__Records__:
--- START ---
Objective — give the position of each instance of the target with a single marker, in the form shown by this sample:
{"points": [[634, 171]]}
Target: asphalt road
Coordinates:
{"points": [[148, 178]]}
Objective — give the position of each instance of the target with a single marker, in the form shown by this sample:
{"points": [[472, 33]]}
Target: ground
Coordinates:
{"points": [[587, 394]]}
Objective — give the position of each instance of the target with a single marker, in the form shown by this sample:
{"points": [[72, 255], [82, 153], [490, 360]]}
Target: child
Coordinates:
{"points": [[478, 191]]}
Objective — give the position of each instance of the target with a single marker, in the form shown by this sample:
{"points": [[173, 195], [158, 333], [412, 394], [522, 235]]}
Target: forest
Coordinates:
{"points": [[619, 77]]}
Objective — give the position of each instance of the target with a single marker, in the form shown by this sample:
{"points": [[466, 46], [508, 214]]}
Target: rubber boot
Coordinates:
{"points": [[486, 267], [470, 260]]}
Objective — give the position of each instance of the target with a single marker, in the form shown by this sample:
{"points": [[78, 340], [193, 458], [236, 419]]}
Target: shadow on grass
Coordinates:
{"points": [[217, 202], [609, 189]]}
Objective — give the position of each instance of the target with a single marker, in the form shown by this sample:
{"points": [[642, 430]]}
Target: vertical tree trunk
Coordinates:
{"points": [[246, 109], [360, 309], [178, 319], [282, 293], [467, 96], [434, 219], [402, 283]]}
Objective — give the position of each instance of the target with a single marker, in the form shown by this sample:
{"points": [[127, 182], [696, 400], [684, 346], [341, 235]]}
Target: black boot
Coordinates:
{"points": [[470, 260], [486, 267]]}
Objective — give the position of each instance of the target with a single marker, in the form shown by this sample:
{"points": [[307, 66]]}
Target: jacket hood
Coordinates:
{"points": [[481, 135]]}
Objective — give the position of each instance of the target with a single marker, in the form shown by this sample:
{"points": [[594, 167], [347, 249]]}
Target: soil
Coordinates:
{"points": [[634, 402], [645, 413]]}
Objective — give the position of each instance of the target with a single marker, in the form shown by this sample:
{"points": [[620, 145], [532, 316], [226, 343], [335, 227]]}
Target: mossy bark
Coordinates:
--- END ---
__Activity__:
Take the entries above and copy them out exactly.

__Reply to the exercise__:
Objective — give the position of each instance of the target with a single marker, in the form shown by this sample:
{"points": [[634, 171]]}
Target: asphalt road
Coordinates:
{"points": [[148, 178]]}
Objective — give the position of each instance of the target with a single marker, in the form shown by this sample:
{"points": [[472, 33]]}
Target: ground
Coordinates:
{"points": [[587, 394]]}
Objective — give the position of each instance of the target with a single marker, in the form shown by this sample:
{"points": [[72, 255], [82, 153], [490, 360]]}
Target: child
Coordinates:
{"points": [[478, 191]]}
Objective — give the position of each instance of the target with a single marker, in the form shown by this sample:
{"points": [[173, 195], [158, 333], [412, 394], [522, 235]]}
Target: forest
Coordinates:
{"points": [[619, 77]]}
Objective — give the position of each instance of the target with a single marker, in the form shown by this sample:
{"points": [[466, 46], [508, 214]]}
Target: rubber boot
Coordinates:
{"points": [[486, 267], [470, 260]]}
Objective — give the position of each instance of the target with a single marker, in the form shown by this sample:
{"points": [[78, 340], [193, 458], [236, 419]]}
Target: shadow on grass
Coordinates:
{"points": [[217, 202], [609, 189]]}
Objective — give the position of each instance of the target with a single marker, in the form shown by this sample:
{"points": [[642, 430]]}
Target: vertical tree trunk
Coordinates:
{"points": [[246, 109], [360, 309], [178, 319], [282, 293], [467, 96], [434, 219], [402, 283]]}
Objective — give the position of each instance of the target with a single marker, in the form shown by this sample:
{"points": [[127, 182], [696, 400], [684, 346], [341, 235]]}
Target: black boot
Coordinates:
{"points": [[470, 260], [486, 267]]}
Objective — give the position of each instance of the target with a single marker, in the form shown by this sample:
{"points": [[307, 66]]}
Target: jacket hood
Coordinates:
{"points": [[481, 135]]}
Objective — give the position of each instance of the target with a single marker, in the form shown by this sample:
{"points": [[594, 167], [347, 249]]}
Target: soil
Coordinates:
{"points": [[634, 402], [645, 413]]}
Objective — give the position of each instance of the target with a single marker, in the form shown by this sample:
{"points": [[620, 145], [532, 316], [226, 343], [335, 227]]}
Target: mossy bark
Coordinates:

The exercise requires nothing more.